## [DATA SHOWN]

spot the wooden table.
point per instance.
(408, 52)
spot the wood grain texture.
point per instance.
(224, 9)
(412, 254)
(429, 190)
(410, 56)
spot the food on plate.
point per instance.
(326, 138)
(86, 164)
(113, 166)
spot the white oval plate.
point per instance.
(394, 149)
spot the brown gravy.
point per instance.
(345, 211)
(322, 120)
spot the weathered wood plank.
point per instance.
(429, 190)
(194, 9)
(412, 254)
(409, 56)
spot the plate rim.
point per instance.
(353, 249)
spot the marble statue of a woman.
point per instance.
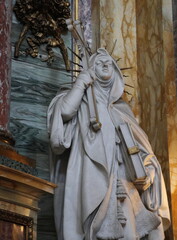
(95, 198)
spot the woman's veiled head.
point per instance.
(107, 76)
(103, 67)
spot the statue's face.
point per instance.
(104, 68)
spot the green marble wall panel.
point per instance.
(34, 84)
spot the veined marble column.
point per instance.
(156, 79)
(5, 63)
(8, 155)
(115, 20)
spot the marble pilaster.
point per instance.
(156, 79)
(144, 34)
(118, 36)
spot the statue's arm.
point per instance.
(73, 98)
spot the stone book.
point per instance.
(132, 157)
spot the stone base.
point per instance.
(19, 197)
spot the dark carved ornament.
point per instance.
(19, 219)
(45, 21)
(18, 166)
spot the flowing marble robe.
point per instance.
(85, 200)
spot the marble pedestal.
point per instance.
(19, 196)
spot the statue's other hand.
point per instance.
(84, 79)
(142, 185)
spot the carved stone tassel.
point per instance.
(120, 215)
(120, 192)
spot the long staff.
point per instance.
(77, 31)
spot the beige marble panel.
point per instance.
(118, 27)
(156, 79)
(171, 99)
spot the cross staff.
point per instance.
(76, 29)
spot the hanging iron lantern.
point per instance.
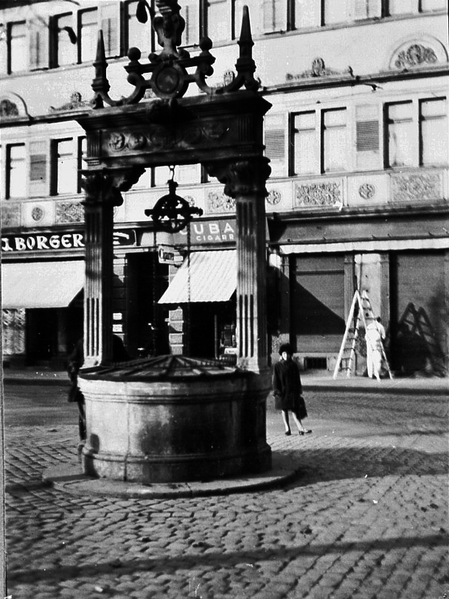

## [TO DO]
Recast the records as a JSON list of strings, one string per line and no blank lines, starting at the line that contains "spot the hanging iron lantern." and ending at the end of the records. Leave the pictures out.

## [RESULT FOR THIS EXERCISE]
[
  "spot the hanging iron lantern.",
  "point per instance."
]